#### Consignes
(a) Donnez toutes les institutions auxquelles Janet Reitman est rattachée d'après l'extrait de page.
(b) D'après l'extrait de page, quel jour Terry Albury s'est-il réveillé avec un pressentiment lancinant ?
(c) Reprenez le récit de l'extrait de page consacré à Terry Albury après sa dernière phrase.

#### Extrait de page
------------------------------------------------------------
Janet Reitman est membre de la rédaction du New
York Times Magazine et est chercheuse au projet Future Security de l'A.S.U. (Arizona State University) et
de la Fondation New America. Elle travaille actuellement à la rédaction d'un
livre pour Random House sur la démoralisation de l'USAmérique après le 11
septembre, dont le titre provisoire est The
Unraveling of Everything. Son premier
livre, Inside Scientology : The Story of
America's Most Secretive Religion (2011), a été un best-seller national et
un « livre remarquable » du New
York Times. @janetreitman
Ian Allen est un photographe de la région de Seattle,
spécialisé dans les portraits, ainsi que dans l'architecture et les
natures mortes.
Terry Albury, un agent idéaliste du FBI, a été tellement
déçu par la guerre contre le terrorisme qu'il était prêt à divulguer des
documents confidentiels - et à aller en prison pour cela.
Tôt le matin du 29 août 2017, Terry Albury s'est
réveillé avec un pressentiment lancinant. Ce n'était pas encore l'aube à
Shakopee, Minnesota, la banlieue de Minneapolis où Albury, un agent spécial du
F.B.I., vivait avec sa femme et leurs deux jeunes enfants, et il est resté
allongé dans son lit pendant quelques minutes, passant en revue la liste de
contrôle mental des affaires, des réunions et des appels téléphoniques, les
choses qui lui donnaient généralement l'impression que sa vie était en ordre.
------------------------------------------------------------
#### Matériel fourni
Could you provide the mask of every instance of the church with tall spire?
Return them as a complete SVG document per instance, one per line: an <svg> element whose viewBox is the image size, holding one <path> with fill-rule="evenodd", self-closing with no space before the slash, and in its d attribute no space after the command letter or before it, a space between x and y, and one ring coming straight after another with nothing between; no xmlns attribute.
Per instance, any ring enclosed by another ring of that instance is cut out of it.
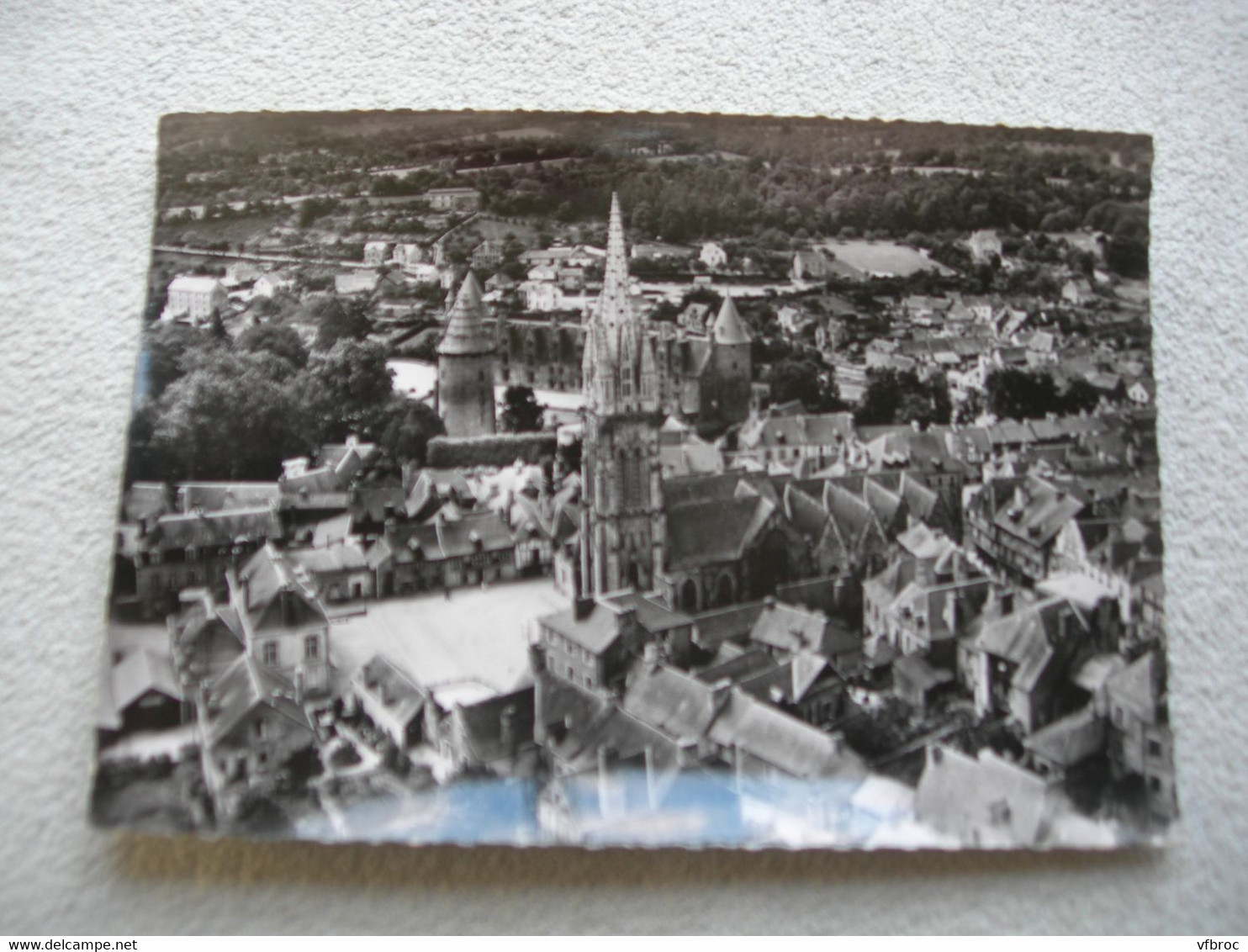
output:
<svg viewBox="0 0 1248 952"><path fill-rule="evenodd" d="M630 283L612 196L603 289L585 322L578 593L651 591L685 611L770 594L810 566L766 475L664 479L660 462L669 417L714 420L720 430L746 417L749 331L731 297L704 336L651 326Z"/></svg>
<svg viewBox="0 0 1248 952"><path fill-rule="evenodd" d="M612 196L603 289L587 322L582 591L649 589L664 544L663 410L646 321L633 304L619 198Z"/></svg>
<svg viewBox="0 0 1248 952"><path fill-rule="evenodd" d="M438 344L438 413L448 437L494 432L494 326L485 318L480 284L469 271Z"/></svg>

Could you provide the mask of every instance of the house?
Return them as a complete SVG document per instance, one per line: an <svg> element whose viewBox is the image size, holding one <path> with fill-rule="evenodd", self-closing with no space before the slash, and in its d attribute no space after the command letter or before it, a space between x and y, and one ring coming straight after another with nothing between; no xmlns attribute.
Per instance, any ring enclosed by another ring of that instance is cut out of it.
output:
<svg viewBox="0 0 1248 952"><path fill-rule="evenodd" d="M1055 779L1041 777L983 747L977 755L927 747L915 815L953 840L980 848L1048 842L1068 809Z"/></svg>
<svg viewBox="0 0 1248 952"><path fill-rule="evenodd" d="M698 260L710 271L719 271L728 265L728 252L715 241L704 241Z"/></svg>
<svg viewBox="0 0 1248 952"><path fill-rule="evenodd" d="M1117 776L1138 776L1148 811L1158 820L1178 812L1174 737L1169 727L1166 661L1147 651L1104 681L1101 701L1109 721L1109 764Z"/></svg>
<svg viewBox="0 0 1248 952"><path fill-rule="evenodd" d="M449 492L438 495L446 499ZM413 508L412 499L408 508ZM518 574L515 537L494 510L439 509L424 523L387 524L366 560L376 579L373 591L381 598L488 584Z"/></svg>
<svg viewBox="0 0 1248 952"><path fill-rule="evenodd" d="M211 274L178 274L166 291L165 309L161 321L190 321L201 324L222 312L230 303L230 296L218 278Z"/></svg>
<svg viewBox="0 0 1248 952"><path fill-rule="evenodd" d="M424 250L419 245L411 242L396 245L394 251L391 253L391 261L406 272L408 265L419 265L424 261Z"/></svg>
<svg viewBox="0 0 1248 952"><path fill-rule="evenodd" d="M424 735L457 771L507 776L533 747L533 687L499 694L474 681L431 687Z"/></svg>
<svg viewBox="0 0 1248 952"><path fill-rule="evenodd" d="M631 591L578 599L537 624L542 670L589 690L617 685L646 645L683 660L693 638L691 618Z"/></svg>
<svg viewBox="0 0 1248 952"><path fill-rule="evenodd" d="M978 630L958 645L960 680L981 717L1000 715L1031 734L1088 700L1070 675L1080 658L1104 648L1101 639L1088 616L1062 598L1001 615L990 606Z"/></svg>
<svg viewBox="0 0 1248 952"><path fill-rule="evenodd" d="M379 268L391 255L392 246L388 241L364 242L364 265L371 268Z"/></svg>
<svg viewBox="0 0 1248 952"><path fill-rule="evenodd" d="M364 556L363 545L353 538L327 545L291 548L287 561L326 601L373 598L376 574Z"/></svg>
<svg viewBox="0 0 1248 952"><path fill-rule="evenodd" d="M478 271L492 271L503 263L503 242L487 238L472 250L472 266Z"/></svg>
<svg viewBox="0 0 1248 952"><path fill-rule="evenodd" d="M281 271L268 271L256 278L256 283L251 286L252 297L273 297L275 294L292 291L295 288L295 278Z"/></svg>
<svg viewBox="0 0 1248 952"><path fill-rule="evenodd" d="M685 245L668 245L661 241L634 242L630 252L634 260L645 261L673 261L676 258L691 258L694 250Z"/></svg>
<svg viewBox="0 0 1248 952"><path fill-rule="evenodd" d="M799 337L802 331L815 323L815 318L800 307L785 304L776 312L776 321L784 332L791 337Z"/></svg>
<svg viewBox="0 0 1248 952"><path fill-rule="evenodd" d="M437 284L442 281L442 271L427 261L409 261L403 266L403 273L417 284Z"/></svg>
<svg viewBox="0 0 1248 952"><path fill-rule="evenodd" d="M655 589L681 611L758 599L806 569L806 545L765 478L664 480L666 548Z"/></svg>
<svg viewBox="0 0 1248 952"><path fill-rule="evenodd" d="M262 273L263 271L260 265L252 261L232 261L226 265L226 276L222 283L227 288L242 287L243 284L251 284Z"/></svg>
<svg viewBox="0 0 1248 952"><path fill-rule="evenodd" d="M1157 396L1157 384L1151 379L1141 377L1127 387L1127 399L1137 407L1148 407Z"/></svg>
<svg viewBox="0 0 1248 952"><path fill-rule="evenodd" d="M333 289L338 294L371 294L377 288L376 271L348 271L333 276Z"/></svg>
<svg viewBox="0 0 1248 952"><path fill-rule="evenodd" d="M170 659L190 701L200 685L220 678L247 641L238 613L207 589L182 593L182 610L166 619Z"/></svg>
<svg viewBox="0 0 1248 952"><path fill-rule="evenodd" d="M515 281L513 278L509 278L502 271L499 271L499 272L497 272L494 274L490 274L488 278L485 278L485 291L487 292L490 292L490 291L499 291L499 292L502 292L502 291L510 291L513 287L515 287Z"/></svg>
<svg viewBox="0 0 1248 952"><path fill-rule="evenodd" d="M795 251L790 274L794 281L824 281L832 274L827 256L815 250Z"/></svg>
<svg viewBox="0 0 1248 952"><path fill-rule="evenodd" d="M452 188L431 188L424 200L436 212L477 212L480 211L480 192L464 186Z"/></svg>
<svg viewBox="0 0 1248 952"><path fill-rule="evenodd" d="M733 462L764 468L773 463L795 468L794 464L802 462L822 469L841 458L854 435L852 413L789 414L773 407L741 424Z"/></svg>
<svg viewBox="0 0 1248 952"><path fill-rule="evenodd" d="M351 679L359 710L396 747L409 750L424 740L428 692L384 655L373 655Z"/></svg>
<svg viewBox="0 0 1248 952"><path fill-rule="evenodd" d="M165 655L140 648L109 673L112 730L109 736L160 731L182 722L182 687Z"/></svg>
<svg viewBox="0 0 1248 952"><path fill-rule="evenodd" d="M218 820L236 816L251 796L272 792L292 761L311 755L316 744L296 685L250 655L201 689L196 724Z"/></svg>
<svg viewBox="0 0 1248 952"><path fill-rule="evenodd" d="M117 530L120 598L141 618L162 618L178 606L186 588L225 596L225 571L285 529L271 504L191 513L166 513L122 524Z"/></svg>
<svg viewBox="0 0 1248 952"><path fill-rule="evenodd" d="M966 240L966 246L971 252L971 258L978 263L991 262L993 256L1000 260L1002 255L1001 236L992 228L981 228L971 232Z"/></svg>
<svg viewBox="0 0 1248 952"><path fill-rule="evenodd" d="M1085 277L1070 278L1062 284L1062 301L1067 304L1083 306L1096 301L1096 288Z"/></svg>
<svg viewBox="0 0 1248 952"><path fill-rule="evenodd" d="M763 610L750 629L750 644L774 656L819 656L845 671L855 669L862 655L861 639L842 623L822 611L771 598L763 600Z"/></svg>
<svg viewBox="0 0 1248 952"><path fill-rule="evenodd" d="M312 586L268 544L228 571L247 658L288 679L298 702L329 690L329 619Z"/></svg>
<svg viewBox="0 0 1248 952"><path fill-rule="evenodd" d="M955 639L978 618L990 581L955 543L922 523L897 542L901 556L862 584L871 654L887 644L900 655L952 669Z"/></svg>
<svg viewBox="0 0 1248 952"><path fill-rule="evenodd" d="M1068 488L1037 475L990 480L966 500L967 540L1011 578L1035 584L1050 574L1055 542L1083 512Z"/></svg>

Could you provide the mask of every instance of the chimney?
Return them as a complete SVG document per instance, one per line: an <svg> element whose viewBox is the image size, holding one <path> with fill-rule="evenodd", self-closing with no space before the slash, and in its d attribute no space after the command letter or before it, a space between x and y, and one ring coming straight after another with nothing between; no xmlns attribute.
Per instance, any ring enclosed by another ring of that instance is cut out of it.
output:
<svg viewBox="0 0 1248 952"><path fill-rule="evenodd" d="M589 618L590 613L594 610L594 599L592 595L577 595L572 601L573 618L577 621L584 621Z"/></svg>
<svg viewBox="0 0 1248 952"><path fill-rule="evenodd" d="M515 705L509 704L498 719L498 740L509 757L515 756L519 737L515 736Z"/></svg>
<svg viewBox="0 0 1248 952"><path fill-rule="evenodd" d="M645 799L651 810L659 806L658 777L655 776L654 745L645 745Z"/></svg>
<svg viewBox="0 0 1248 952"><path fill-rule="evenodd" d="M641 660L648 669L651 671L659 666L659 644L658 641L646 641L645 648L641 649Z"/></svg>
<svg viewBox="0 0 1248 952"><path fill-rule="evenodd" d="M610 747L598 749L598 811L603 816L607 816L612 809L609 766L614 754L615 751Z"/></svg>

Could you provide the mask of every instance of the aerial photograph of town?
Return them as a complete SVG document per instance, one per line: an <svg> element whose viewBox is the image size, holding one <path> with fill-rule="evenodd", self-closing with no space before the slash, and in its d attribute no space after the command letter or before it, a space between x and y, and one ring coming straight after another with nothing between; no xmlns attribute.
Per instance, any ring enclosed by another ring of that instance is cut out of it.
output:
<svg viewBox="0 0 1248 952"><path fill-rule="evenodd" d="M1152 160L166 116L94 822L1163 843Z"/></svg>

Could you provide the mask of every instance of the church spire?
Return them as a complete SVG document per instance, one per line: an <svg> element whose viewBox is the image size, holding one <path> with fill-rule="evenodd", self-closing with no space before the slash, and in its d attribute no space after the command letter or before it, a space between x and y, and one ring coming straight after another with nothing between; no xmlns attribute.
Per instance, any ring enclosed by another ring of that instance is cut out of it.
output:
------------------------------------------------------------
#### Résultats par consigne
(a)
- La rédaction du New York Times Magazine
- Le projet Future Security de l'A.S.U. (Arizona State University)
- La Fondation New America

(b) Tôt le matin du 29 août 2017.

(c)
C'était un vétéran du FBI depuis 16 ans : 38 ans, grand et bien bâti, avec des
cheveux noirs coupés et une barbichette noire. Il avait passé la majeure partie
de sa carrière dans le contre-terrorisme, enquêtant sur les cellules dormantes
et accumulant les citations signées par les directeurs du F.B.I. Robert Mueller
et James Comey, qui louaient son travail "exceptionnel" de
recrutement de sources confidentielles et d'exposition des réseaux de financement
du terrorisme. Il était un enquêteur minutieux et un observateur attentif.
"Il se passe quelque chose dans les coulisses dont je ne suis pas
conscient", a-t-il dit à sa femme la veille. Elle lui a dit d'arrêter de
s'inquiéter. "Tu penses toujours qu'il y a quelque chose qui se passe".
Elle avait raison. Mais cette fois, il avait des raisons d'être inquiet, même
s'il avait été prudent. La carte mémoire était enfouie dans son armoire, dans
une poche de chemise sous une pile de vêtements. "Arrête d'être si
paranoïaque", s'est-il dit. Puis il est parti au travail.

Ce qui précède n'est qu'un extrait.